**Extrait de page:**
-=-=-

C'est un fait : la distribution géographique des populations ainsi que leurs déplacements sont largement déterminés par l’environnement, les changements environnementaux et les catastrophes naturelles et climatiques. Aujourd’hui, le changement climatique donne un autre relief à ces mouvements de populations du fait de trois conséquences majeures : l’augmentation du nombre d’événements climatiques extrêmes, la hausse du niveau de la mer et la baisse des précipitations ainsi que la dégradation des sols. L’immigration environnementale est par nature multiple avec, d’une part, des évacuations brutales provoquées par des catastrophes naturelles et, d’autre part, des mouvements planifiés de longue date suite à une dégradation progressive de l’environnement d’origine. Dans les deux cas, les conséquences pour les personnes déplacées sont graves.
Changement climatique et migrations forcées : la double peine
Les victimes du changement climatique forcées de migrer se démarquent par leur vulnérabilité, soit leur incapacité de s’adapter face au danger auquel elles font face. À un niveau global, cette vulnérabilité montre une double injustice. La géographie des émissions de gaz à effet de serre étant différente de celle des impacts du réchauffement climatique, les pays les plus touchés sont généralement peu émetteurs – République de Micronésie, Tuvalu – et n’ont pas particulièrement la capacité financière de mettre en place des politiques nécessaires pour la protection de leur territoire et de leur population. En effet, entre 1994 et 2003, les désastres naturels ont été à l’origine d'en moyenne 44 morts par évènement dans les pays à indice de développement humain élevé, alors que ce chiffre atteignait jusqu’à 300 morts dans les pays à faible IDH.

-=-=-

**Entrées d'une source de données:**
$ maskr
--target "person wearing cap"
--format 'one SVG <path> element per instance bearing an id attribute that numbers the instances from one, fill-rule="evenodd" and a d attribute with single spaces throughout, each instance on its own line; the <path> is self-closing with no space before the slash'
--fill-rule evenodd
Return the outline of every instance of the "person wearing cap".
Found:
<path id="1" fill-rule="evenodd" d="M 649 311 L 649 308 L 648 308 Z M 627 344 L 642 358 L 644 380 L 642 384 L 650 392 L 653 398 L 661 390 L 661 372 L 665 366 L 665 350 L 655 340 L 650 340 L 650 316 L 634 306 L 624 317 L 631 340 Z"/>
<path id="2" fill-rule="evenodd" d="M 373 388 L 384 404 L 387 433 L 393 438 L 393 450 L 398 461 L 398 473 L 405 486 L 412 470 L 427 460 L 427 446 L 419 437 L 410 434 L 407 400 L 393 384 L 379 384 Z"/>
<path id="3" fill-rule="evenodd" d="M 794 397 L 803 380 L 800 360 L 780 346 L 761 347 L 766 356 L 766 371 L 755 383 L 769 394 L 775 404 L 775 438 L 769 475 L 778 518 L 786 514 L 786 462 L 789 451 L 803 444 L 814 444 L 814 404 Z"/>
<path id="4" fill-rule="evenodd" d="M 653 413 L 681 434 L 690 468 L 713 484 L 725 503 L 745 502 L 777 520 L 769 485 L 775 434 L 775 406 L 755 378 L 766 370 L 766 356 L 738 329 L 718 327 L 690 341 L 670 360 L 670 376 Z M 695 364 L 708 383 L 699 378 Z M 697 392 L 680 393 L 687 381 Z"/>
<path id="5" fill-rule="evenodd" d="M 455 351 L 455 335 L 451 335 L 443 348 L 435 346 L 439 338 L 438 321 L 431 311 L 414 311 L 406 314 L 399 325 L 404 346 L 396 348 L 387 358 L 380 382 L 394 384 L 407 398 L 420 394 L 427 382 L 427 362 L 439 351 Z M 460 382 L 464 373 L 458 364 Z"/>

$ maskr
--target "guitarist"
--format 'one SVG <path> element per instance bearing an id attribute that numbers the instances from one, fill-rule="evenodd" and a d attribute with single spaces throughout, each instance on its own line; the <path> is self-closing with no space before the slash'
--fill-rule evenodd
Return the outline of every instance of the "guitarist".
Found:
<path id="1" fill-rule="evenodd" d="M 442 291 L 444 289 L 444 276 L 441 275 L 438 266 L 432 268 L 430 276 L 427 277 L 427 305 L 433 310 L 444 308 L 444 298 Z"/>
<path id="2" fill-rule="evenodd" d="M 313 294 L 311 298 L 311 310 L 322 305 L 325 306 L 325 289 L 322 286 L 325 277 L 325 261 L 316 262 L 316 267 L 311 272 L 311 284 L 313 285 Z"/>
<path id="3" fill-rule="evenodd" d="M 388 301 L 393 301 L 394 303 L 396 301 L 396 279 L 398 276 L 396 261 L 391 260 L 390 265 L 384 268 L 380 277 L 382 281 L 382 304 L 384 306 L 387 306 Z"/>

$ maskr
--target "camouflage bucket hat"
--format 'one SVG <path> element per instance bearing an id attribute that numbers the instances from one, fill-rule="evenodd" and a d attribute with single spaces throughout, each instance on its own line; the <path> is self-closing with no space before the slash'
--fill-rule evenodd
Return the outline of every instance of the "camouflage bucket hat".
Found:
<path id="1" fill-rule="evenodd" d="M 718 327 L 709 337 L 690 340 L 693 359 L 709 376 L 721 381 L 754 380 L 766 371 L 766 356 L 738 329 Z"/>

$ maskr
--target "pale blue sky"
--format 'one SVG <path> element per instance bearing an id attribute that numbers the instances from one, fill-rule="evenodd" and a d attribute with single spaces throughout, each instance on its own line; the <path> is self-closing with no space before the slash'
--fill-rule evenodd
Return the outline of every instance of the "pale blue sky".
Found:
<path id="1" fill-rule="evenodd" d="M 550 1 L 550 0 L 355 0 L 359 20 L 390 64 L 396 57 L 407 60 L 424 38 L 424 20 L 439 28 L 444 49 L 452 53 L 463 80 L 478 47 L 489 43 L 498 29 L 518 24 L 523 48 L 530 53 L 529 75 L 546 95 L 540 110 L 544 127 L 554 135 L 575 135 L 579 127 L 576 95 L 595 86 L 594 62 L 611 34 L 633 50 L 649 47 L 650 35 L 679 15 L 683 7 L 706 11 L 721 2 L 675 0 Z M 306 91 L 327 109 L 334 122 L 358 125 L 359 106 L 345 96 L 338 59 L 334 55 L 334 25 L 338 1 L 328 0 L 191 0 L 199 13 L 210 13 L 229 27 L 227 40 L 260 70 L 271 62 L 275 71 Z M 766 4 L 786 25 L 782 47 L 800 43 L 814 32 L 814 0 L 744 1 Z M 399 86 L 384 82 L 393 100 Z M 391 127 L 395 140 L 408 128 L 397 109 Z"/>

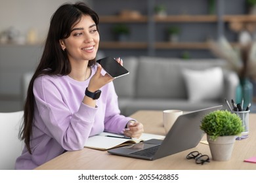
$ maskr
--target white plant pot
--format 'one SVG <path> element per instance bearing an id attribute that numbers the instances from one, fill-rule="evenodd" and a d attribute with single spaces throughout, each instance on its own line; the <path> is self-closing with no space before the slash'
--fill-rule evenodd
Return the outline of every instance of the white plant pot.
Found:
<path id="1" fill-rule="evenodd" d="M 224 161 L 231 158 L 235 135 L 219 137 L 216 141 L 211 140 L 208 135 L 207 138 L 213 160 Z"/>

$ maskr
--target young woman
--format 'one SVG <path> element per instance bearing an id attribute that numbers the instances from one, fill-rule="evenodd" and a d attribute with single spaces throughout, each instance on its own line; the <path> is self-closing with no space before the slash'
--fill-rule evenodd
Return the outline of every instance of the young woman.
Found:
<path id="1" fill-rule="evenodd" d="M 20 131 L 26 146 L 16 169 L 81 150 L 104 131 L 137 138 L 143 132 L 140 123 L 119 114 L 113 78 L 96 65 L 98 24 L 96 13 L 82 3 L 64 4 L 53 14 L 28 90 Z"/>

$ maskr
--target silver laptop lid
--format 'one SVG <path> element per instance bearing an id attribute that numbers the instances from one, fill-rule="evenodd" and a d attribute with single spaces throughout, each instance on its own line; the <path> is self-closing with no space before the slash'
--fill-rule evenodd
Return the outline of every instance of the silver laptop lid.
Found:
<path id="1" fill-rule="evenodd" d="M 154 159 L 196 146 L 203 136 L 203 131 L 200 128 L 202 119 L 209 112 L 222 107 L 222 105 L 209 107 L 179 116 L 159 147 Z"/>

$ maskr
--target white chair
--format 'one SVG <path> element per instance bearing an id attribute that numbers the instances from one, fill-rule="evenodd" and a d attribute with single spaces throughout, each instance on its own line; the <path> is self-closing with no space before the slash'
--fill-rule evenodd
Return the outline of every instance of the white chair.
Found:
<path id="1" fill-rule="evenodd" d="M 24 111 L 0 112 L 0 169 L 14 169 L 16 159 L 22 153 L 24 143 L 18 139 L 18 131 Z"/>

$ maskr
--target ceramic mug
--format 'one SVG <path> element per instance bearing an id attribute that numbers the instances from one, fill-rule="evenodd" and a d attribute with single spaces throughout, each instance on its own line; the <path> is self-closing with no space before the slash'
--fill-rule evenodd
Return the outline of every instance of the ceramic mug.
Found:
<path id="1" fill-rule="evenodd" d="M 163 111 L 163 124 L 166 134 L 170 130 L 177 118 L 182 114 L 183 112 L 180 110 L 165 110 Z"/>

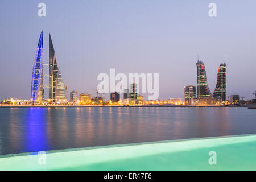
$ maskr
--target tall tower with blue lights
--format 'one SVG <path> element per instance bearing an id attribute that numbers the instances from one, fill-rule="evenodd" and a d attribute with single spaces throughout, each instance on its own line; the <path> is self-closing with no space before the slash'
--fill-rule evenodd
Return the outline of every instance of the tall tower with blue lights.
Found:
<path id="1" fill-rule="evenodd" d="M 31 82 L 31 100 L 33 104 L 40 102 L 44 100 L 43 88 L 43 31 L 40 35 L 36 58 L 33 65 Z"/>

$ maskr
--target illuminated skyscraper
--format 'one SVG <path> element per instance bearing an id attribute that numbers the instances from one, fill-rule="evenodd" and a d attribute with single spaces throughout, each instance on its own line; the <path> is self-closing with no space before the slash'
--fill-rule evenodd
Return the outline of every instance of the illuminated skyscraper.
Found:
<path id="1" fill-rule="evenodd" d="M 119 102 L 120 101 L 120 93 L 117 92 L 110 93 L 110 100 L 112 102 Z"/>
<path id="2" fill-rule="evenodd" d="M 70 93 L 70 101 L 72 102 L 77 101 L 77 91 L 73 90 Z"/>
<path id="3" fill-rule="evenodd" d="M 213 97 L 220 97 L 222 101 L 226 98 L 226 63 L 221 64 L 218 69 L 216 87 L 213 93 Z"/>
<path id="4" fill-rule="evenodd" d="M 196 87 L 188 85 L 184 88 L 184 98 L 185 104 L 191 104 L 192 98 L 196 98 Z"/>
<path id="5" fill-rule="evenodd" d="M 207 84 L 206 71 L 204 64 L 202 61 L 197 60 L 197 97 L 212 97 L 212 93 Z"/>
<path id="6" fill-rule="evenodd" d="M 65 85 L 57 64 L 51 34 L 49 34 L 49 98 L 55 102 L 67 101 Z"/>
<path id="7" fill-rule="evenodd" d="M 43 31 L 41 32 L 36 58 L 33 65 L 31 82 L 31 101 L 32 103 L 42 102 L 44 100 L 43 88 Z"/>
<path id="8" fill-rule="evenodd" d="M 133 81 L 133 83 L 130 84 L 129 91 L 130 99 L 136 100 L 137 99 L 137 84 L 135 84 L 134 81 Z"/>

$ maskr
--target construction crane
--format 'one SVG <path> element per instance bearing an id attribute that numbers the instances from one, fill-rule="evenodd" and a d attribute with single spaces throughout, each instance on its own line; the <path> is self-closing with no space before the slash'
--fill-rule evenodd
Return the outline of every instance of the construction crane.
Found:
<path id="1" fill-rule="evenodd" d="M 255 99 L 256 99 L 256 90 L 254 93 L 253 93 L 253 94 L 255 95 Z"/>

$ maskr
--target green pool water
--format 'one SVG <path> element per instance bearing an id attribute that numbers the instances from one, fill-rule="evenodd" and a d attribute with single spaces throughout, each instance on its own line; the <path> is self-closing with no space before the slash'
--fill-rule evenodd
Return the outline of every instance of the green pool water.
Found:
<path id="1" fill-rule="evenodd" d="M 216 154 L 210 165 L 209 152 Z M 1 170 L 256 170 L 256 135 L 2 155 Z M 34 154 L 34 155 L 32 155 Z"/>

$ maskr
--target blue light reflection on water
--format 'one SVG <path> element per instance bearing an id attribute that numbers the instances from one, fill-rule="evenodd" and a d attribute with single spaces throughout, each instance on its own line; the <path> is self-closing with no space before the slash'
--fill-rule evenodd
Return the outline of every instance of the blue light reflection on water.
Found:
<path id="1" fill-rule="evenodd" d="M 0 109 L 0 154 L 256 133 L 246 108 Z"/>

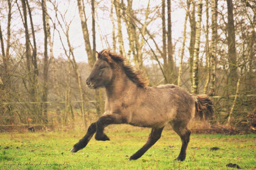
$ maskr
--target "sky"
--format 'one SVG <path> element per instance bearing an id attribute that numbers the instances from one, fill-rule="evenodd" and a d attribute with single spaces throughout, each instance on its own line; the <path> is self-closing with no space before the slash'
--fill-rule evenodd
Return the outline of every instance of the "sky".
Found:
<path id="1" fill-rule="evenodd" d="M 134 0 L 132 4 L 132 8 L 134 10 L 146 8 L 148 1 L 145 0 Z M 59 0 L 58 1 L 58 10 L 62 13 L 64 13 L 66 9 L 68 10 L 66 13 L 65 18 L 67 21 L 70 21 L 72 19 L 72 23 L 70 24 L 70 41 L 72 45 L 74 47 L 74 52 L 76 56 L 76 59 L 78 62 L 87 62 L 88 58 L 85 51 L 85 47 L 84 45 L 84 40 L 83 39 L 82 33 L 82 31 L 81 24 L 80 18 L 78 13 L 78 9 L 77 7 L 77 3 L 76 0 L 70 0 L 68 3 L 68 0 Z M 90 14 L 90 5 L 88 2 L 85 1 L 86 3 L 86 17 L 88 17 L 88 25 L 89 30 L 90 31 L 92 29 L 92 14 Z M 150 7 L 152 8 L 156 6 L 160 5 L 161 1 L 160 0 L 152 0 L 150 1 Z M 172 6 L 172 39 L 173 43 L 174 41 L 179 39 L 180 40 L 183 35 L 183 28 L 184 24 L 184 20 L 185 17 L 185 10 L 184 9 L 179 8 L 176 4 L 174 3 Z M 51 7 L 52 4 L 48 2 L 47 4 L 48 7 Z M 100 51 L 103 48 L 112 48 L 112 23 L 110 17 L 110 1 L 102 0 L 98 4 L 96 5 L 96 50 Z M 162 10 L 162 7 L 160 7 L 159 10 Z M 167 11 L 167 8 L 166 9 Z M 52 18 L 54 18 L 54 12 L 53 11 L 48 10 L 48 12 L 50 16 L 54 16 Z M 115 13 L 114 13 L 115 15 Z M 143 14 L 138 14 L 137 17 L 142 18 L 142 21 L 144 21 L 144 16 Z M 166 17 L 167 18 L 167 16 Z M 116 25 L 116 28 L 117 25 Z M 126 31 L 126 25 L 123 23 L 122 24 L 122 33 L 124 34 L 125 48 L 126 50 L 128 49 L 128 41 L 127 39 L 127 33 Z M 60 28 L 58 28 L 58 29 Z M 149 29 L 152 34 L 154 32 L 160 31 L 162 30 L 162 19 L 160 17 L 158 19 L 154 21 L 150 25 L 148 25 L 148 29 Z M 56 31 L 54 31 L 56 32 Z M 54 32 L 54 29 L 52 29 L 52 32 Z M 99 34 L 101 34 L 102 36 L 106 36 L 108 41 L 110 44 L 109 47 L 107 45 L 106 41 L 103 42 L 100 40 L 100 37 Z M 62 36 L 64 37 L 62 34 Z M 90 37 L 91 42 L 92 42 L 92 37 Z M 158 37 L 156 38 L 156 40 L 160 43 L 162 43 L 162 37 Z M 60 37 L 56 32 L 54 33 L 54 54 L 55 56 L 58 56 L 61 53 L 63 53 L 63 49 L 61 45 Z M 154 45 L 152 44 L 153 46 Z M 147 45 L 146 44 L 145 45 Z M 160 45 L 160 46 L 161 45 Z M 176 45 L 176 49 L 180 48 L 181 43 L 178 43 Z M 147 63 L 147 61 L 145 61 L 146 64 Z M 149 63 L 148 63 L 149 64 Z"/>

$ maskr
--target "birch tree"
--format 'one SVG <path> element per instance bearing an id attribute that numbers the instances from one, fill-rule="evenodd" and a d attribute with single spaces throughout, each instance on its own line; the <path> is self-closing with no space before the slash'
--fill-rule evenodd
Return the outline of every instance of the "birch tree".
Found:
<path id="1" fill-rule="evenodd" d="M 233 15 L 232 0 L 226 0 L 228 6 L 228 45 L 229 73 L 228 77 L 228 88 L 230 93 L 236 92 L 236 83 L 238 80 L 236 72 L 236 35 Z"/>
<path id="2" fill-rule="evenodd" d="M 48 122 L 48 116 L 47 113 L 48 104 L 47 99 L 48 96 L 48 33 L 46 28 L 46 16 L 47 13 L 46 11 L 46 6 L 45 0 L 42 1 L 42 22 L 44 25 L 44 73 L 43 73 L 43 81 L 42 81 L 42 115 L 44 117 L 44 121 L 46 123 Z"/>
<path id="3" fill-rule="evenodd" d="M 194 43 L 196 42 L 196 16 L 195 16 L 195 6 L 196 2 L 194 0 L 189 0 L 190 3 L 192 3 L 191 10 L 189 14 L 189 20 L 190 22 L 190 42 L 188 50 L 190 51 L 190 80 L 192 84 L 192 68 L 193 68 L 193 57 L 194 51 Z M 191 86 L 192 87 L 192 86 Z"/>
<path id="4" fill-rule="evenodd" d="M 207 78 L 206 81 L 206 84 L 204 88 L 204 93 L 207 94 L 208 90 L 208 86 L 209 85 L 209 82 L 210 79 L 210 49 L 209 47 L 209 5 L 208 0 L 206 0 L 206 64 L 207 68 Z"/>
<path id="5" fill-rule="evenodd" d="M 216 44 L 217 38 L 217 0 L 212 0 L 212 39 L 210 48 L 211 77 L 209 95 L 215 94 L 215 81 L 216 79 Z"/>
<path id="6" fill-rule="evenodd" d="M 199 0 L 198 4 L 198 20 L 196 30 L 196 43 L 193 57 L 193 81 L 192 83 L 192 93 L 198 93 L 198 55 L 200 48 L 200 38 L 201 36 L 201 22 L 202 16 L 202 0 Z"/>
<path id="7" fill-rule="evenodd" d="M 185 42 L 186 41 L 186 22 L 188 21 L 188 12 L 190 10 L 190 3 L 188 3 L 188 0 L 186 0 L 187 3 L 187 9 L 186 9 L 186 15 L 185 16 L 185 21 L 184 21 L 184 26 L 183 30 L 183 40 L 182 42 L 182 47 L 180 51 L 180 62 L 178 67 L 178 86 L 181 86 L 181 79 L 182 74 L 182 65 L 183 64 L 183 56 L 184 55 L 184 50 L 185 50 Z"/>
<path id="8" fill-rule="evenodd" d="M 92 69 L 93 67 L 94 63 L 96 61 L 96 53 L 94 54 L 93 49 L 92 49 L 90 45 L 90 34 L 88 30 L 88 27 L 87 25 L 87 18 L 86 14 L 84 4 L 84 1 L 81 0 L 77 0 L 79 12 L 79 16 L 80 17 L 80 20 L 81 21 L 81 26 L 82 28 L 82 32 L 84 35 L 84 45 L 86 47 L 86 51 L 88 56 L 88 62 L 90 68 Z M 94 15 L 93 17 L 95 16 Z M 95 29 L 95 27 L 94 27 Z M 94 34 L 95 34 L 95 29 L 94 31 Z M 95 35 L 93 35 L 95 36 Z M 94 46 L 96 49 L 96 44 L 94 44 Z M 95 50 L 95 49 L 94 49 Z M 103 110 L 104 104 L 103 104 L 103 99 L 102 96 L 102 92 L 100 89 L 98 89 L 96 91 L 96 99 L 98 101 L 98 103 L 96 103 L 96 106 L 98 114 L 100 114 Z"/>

-=-=-

Pouvez-vous prolonger le texte sur les migrations climatiques à partir de sa dernière phrase ?

**Résultat:**
D’après Steve Lonergan, ancien chercheur à l’université Victoria au Canada, « il doit être reconnu que la dégradation de l’environnement est socialement et spatialement construite ». En ce sens, les pays en développement vont être les plus affectés par le changement climatique avec trois vulnérabilités régionales majeures. L’Asie du Sud et de l’Est est particulièrement vulnérable par la montée du niveau de la mer avec dix des très grandes villes situées sur la côte. Le même phénomène menace particulièrement la région du Delta du Nil, habitée par des millions de personnes. En Afrique, la sécheresse et le manque d’eau potable ont et auront de graves conséquences sur la sécurité alimentaire des populations en Afrique sub-saharienne. Enfin, les petites îles et les États insulaires sont directement menacés par la montée du niveau de la mer.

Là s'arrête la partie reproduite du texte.